* [EXERCISE]
Please reproduce the data below exactly, from the first line through the line containing "# spot one keypoint per instance of the clock", and leave every later line out.

((

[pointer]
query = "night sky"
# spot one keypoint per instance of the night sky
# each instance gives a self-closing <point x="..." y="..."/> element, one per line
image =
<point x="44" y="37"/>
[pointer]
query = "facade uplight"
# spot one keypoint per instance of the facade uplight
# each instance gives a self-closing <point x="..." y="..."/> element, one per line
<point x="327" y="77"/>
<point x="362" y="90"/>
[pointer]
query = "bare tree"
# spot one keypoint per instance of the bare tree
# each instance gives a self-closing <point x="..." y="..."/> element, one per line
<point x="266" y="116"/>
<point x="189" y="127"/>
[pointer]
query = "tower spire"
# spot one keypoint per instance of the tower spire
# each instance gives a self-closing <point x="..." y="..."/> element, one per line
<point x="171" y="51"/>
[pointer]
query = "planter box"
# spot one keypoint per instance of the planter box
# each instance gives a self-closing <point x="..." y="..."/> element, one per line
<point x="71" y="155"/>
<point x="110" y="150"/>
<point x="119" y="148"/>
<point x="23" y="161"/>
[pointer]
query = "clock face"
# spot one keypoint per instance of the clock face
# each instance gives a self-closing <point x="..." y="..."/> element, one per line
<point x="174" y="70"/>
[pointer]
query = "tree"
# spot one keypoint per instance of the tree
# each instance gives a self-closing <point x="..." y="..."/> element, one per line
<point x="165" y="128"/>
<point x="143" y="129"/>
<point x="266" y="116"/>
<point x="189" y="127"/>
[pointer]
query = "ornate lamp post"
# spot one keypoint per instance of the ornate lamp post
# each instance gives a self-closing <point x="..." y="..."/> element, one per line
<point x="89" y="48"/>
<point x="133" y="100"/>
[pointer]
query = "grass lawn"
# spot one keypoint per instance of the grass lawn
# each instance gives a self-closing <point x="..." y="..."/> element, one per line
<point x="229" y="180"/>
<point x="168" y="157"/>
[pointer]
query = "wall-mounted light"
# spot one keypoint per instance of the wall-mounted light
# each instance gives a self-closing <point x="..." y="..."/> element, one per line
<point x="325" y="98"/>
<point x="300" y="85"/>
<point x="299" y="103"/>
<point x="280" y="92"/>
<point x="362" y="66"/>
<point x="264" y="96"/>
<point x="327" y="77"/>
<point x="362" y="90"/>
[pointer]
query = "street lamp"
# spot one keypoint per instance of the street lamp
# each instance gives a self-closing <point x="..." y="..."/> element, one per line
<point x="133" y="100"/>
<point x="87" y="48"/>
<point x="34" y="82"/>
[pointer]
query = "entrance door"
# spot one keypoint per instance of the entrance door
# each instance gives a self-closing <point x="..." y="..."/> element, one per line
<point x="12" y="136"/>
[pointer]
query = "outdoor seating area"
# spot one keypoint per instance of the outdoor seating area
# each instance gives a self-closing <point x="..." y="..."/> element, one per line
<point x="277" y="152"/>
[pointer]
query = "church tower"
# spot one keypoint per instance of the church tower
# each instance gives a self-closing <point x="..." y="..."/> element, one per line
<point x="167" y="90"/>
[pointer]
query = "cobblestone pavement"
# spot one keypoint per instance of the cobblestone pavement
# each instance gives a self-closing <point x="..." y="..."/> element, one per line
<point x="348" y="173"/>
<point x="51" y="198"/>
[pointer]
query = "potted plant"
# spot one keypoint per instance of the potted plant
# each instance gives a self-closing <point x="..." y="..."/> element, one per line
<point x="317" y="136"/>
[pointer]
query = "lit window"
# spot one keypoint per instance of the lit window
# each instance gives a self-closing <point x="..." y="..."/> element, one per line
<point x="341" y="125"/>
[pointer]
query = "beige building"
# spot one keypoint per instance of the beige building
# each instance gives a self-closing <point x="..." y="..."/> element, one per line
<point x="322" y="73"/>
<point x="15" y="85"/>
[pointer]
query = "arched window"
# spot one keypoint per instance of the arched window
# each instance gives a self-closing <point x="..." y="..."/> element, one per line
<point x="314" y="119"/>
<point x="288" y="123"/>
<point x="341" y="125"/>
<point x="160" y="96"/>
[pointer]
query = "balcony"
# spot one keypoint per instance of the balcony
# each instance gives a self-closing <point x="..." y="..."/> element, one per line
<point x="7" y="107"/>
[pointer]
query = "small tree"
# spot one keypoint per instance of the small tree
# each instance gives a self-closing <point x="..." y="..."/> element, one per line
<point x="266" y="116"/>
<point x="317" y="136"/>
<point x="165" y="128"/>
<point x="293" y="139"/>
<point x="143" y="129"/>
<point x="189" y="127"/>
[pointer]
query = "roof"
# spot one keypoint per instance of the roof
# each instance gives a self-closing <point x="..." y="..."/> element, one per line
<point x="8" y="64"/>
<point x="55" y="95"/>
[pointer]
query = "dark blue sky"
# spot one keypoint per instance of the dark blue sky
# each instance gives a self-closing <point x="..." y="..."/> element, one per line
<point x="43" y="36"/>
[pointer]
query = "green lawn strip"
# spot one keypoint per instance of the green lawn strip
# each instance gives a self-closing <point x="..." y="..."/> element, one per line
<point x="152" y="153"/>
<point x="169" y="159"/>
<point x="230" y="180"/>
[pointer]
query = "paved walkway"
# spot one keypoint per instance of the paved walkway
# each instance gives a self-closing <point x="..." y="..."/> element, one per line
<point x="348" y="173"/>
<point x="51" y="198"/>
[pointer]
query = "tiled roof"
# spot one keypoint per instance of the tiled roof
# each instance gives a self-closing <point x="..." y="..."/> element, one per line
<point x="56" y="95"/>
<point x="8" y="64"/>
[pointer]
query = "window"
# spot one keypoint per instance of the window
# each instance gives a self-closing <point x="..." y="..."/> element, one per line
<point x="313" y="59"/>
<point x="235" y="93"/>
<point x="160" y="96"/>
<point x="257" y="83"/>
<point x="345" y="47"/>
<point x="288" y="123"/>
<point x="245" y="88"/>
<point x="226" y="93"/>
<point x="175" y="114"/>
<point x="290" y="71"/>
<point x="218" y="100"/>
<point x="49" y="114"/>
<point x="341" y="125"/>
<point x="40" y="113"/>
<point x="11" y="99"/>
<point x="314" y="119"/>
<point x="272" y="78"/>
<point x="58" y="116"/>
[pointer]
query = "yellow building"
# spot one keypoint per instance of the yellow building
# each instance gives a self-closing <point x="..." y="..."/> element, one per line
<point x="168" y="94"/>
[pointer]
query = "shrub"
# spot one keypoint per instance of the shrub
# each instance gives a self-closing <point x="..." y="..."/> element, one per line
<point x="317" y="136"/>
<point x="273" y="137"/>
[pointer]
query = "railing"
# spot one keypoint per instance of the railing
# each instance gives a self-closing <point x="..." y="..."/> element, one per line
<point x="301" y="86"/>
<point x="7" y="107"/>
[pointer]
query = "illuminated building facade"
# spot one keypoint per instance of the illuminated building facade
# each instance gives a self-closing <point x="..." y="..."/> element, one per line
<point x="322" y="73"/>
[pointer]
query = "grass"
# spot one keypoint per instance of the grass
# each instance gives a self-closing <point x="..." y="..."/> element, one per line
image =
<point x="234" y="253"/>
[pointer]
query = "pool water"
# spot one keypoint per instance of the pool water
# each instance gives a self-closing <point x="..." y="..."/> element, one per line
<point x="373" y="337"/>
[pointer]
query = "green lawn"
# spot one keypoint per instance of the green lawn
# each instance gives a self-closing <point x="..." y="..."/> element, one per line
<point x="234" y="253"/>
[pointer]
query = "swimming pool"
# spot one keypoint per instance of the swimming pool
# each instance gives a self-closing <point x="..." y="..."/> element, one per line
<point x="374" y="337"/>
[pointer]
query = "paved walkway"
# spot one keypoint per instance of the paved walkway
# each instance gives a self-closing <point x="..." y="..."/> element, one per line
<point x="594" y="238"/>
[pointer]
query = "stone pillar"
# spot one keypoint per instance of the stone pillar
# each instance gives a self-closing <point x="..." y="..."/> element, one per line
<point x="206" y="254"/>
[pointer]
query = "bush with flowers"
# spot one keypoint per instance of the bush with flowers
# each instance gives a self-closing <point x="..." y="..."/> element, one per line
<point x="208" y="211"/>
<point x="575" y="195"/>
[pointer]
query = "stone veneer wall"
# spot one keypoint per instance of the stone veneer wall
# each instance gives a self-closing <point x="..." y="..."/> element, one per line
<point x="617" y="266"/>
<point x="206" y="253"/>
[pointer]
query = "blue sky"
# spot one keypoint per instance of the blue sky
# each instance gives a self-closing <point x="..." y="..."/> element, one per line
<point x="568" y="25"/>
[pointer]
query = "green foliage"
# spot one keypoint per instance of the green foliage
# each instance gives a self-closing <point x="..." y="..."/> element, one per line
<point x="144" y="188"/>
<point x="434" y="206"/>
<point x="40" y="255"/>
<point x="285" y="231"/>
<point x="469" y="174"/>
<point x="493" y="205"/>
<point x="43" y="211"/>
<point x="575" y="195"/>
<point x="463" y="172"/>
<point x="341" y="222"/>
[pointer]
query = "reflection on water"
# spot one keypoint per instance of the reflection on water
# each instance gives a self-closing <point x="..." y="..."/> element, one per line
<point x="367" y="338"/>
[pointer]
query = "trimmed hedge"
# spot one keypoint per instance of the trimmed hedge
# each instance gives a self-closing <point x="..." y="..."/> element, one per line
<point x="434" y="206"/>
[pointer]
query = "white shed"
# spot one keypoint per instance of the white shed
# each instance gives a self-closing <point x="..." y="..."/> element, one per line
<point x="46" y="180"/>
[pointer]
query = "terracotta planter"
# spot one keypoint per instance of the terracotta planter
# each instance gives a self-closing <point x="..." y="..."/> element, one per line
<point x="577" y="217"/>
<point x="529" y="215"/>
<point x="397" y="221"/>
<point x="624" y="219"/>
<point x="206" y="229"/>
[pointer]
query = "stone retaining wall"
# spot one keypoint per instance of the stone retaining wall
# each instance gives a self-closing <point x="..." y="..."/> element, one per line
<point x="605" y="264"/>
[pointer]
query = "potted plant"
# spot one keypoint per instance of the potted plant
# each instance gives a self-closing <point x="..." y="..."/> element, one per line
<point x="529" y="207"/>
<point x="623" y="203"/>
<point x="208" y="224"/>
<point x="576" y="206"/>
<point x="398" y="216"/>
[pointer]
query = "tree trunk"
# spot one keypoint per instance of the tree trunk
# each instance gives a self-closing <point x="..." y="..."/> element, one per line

))

* [REPLY]
[pointer]
query = "night sky"
# spot one keypoint per instance of the night sky
# each instance gives a self-closing <point x="..." y="..."/> element, one per line
image =
<point x="44" y="37"/>
[pointer]
query = "facade uplight"
# spot one keypoint per instance of the facade uplight
# each instance gives a self-closing <point x="..." y="..."/> element, one per line
<point x="327" y="77"/>
<point x="362" y="90"/>
[pointer]
query = "bare tree"
# spot one keypoint per instance of the bare tree
# each instance gives a self-closing <point x="..." y="..."/> element, one per line
<point x="266" y="116"/>
<point x="189" y="127"/>
[pointer]
query = "tower spire"
# spot one keypoint per instance of the tower spire
# each instance gives a self-closing <point x="..." y="..."/> element, one per line
<point x="171" y="51"/>
[pointer]
query = "planter box"
# spot one keypoint per instance of the planter box
# each instance gives a self-closing <point x="..." y="..."/> element, one per line
<point x="71" y="155"/>
<point x="110" y="150"/>
<point x="119" y="148"/>
<point x="23" y="161"/>
[pointer]
query = "clock face"
# spot one keypoint per instance of the clock face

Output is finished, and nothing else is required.